## WHAT IS BEING ASKED
Please update the stretch from the start of the data through the line containing "left=256, top=151, right=302, bottom=169" by replacing "detector" with "locator" and keeping everything else the same. Leave the pictures out of your answer.

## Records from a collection
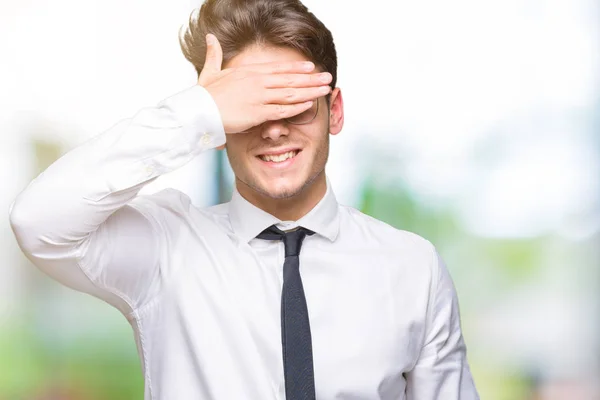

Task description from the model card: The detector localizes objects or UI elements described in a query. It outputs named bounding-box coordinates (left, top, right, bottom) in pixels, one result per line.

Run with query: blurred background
left=0, top=0, right=600, bottom=400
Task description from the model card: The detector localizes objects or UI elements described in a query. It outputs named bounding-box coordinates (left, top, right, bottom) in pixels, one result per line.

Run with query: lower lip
left=256, top=151, right=302, bottom=169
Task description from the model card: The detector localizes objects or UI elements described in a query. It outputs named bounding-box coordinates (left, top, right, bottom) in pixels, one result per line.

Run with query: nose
left=261, top=120, right=289, bottom=141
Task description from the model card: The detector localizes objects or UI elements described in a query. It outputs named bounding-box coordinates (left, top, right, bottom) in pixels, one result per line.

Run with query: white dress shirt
left=10, top=86, right=478, bottom=400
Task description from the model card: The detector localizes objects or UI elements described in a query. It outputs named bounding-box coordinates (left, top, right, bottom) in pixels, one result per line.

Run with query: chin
left=260, top=182, right=306, bottom=199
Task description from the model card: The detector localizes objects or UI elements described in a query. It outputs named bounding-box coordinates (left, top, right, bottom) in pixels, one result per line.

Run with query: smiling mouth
left=258, top=150, right=300, bottom=163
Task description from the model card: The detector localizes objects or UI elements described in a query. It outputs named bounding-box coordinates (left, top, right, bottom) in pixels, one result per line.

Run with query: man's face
left=221, top=46, right=343, bottom=203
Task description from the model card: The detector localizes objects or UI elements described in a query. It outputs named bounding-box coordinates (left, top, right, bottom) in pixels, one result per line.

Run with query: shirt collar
left=229, top=178, right=340, bottom=243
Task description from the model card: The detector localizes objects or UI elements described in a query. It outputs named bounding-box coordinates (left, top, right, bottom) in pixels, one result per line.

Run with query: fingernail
left=321, top=72, right=332, bottom=83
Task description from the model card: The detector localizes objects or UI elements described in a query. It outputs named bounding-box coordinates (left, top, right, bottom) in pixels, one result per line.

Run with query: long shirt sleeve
left=10, top=86, right=225, bottom=314
left=406, top=250, right=479, bottom=400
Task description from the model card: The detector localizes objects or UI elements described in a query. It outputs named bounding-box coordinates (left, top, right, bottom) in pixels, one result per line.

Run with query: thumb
left=199, top=33, right=223, bottom=85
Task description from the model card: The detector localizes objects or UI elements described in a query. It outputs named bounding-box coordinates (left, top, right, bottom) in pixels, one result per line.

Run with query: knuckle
left=284, top=89, right=296, bottom=101
left=277, top=104, right=286, bottom=118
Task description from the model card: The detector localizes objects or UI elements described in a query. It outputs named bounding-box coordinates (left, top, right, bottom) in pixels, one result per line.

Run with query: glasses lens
left=286, top=99, right=319, bottom=125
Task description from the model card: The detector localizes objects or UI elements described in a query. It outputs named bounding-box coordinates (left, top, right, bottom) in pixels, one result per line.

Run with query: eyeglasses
left=284, top=97, right=321, bottom=125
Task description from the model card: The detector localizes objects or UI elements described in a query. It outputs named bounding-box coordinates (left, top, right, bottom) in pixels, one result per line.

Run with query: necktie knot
left=257, top=225, right=314, bottom=257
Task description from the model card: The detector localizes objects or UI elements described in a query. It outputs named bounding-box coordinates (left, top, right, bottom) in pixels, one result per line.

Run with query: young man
left=11, top=0, right=478, bottom=400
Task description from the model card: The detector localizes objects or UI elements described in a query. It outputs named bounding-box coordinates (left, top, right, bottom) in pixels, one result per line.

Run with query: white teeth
left=260, top=150, right=298, bottom=162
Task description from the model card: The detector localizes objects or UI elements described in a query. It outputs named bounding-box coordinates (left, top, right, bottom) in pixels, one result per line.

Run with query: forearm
left=10, top=86, right=225, bottom=268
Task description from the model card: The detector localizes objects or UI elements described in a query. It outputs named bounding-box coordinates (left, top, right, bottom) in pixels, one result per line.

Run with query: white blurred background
left=0, top=0, right=600, bottom=400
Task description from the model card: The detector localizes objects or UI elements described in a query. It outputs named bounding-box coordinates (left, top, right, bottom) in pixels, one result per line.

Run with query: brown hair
left=179, top=0, right=337, bottom=88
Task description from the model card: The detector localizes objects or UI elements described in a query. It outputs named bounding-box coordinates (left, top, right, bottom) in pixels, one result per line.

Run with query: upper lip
left=258, top=147, right=301, bottom=156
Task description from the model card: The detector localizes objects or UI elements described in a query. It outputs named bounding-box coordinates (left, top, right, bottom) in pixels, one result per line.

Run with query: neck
left=236, top=171, right=327, bottom=221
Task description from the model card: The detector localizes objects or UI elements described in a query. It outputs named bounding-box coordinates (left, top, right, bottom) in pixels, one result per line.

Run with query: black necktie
left=257, top=226, right=316, bottom=400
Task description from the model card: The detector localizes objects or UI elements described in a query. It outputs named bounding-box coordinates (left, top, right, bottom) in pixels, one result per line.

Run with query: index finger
left=238, top=61, right=315, bottom=74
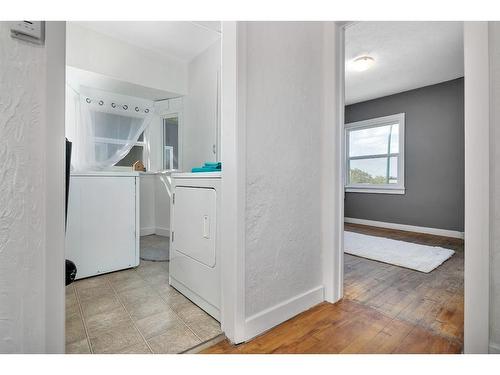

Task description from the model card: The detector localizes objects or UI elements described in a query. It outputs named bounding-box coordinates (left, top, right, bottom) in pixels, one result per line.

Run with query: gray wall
left=345, top=78, right=464, bottom=231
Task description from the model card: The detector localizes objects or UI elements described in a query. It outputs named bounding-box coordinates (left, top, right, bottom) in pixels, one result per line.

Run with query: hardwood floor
left=203, top=224, right=464, bottom=354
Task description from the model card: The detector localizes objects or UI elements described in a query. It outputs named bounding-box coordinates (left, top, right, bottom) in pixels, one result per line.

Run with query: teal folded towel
left=191, top=162, right=222, bottom=173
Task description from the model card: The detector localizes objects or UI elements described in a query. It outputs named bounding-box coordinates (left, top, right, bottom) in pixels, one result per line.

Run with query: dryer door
left=172, top=186, right=217, bottom=267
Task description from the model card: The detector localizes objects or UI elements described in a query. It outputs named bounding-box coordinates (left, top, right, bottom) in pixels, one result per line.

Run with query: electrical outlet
left=10, top=21, right=45, bottom=44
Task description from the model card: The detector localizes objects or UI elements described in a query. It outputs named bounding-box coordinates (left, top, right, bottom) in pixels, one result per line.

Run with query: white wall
left=67, top=22, right=188, bottom=94
left=488, top=22, right=500, bottom=353
left=0, top=22, right=64, bottom=353
left=182, top=41, right=221, bottom=171
left=240, top=22, right=323, bottom=337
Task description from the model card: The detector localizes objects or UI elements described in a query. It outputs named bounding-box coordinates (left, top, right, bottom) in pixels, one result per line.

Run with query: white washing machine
left=170, top=172, right=221, bottom=320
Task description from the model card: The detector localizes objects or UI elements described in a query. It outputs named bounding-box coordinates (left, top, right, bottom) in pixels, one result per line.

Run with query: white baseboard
left=245, top=286, right=324, bottom=341
left=155, top=227, right=170, bottom=237
left=489, top=342, right=500, bottom=354
left=344, top=217, right=464, bottom=239
left=140, top=227, right=155, bottom=236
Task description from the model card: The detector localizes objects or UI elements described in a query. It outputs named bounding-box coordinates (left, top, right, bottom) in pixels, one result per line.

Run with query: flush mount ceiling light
left=349, top=55, right=375, bottom=72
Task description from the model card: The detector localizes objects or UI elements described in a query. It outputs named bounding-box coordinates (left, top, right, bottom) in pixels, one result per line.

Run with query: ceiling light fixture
left=350, top=56, right=375, bottom=72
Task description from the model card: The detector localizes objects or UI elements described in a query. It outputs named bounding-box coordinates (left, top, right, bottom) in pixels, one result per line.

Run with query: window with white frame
left=345, top=113, right=405, bottom=194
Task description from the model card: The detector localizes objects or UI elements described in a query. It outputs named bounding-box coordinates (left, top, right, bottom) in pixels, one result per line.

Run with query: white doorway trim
left=221, top=21, right=246, bottom=343
left=321, top=22, right=347, bottom=303
left=44, top=21, right=66, bottom=353
left=330, top=22, right=490, bottom=353
left=464, top=22, right=490, bottom=353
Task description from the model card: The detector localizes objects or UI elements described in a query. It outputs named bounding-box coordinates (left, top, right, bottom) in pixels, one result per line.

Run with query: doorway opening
left=66, top=21, right=223, bottom=353
left=343, top=22, right=465, bottom=353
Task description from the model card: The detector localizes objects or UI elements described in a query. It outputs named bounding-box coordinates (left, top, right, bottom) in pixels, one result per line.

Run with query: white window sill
left=345, top=187, right=405, bottom=195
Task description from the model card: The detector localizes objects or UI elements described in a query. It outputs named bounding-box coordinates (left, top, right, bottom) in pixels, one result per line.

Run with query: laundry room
left=65, top=21, right=224, bottom=354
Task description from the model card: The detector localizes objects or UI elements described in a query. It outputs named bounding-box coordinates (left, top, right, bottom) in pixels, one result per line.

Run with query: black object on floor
left=66, top=259, right=76, bottom=285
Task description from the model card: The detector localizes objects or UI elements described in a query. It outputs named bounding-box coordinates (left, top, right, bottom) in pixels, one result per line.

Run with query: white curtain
left=66, top=87, right=154, bottom=171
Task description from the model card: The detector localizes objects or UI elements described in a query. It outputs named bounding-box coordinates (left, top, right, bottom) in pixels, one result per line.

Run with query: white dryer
left=170, top=172, right=221, bottom=320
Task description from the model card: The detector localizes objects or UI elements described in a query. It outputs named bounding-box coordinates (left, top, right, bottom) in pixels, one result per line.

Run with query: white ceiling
left=75, top=21, right=220, bottom=62
left=345, top=22, right=464, bottom=104
left=66, top=65, right=179, bottom=101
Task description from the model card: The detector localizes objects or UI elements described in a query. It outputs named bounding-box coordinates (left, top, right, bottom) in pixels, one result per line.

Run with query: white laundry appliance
left=66, top=171, right=140, bottom=279
left=170, top=172, right=221, bottom=320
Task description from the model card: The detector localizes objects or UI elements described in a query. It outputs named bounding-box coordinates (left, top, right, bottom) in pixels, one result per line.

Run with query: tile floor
left=66, top=236, right=221, bottom=353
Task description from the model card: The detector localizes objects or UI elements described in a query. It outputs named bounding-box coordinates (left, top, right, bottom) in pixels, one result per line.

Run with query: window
left=162, top=114, right=180, bottom=169
left=345, top=113, right=405, bottom=194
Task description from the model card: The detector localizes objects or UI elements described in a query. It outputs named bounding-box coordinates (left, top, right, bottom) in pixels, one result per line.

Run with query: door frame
left=220, top=21, right=246, bottom=343
left=330, top=22, right=491, bottom=353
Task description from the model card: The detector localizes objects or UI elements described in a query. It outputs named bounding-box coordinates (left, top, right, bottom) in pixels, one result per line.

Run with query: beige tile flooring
left=66, top=261, right=221, bottom=353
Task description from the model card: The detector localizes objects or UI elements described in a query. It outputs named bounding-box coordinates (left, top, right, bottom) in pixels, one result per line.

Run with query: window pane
left=389, top=156, right=399, bottom=184
left=349, top=124, right=399, bottom=157
left=390, top=124, right=399, bottom=154
left=349, top=158, right=388, bottom=185
left=163, top=117, right=179, bottom=169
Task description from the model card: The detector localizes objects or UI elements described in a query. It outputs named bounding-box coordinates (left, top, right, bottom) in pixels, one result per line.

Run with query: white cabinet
left=66, top=173, right=139, bottom=279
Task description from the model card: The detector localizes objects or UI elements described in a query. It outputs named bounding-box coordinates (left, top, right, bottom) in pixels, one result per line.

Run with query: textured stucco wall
left=489, top=22, right=500, bottom=352
left=0, top=22, right=46, bottom=353
left=245, top=22, right=322, bottom=317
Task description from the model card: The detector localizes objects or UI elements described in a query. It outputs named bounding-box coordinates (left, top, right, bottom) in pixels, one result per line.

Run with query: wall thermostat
left=10, top=21, right=45, bottom=44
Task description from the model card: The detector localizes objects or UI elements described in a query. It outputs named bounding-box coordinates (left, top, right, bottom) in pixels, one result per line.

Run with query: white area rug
left=344, top=231, right=455, bottom=273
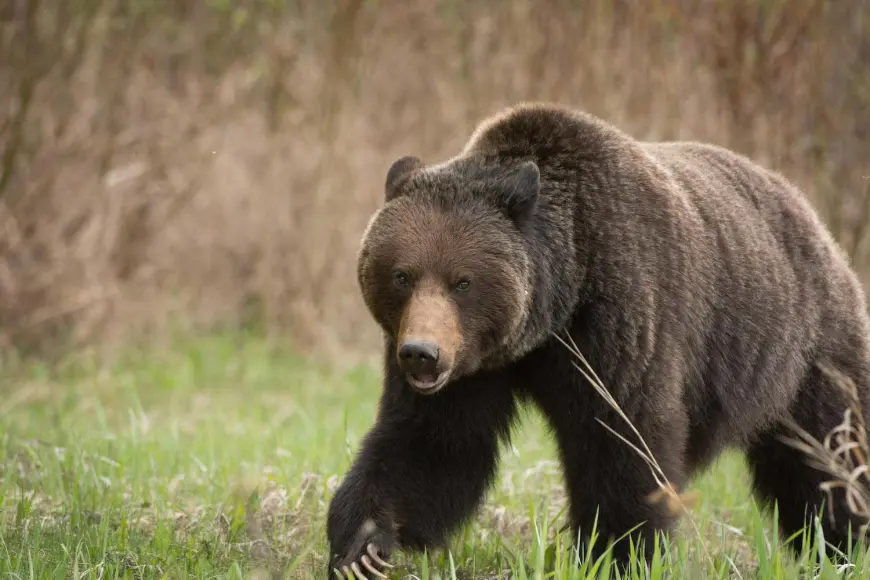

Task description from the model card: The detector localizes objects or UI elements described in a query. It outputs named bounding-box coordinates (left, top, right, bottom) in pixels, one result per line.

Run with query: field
left=0, top=336, right=870, bottom=578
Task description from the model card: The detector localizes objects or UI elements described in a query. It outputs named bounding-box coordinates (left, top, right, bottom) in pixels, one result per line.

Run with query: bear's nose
left=399, top=340, right=440, bottom=376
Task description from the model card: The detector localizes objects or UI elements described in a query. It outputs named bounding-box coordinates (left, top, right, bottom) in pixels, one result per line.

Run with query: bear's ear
left=384, top=155, right=423, bottom=201
left=499, top=161, right=541, bottom=222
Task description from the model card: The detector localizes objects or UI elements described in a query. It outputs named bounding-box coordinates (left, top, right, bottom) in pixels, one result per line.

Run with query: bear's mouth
left=405, top=372, right=447, bottom=395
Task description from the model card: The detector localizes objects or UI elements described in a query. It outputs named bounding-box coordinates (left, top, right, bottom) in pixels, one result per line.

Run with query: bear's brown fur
left=328, top=104, right=870, bottom=572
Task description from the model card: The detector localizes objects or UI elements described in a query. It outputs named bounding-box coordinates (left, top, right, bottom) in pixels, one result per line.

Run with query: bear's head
left=357, top=156, right=541, bottom=394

## RESPONSE TO THE TASK
Task description from the model card: The locator localizes objects or UI elements described in a query. It outputs named bounding-box coordinates (left, top, right, bottom) in pixels, one result per line.

Run with query: blurred background
left=0, top=0, right=600, bottom=400
Task description from the model card: The locator localizes objects or UI elements described in a query. It outputs named bounding-box coordinates (left, top, right, bottom) in pixels, one result per line.

Run with query: lower lip
left=256, top=151, right=302, bottom=169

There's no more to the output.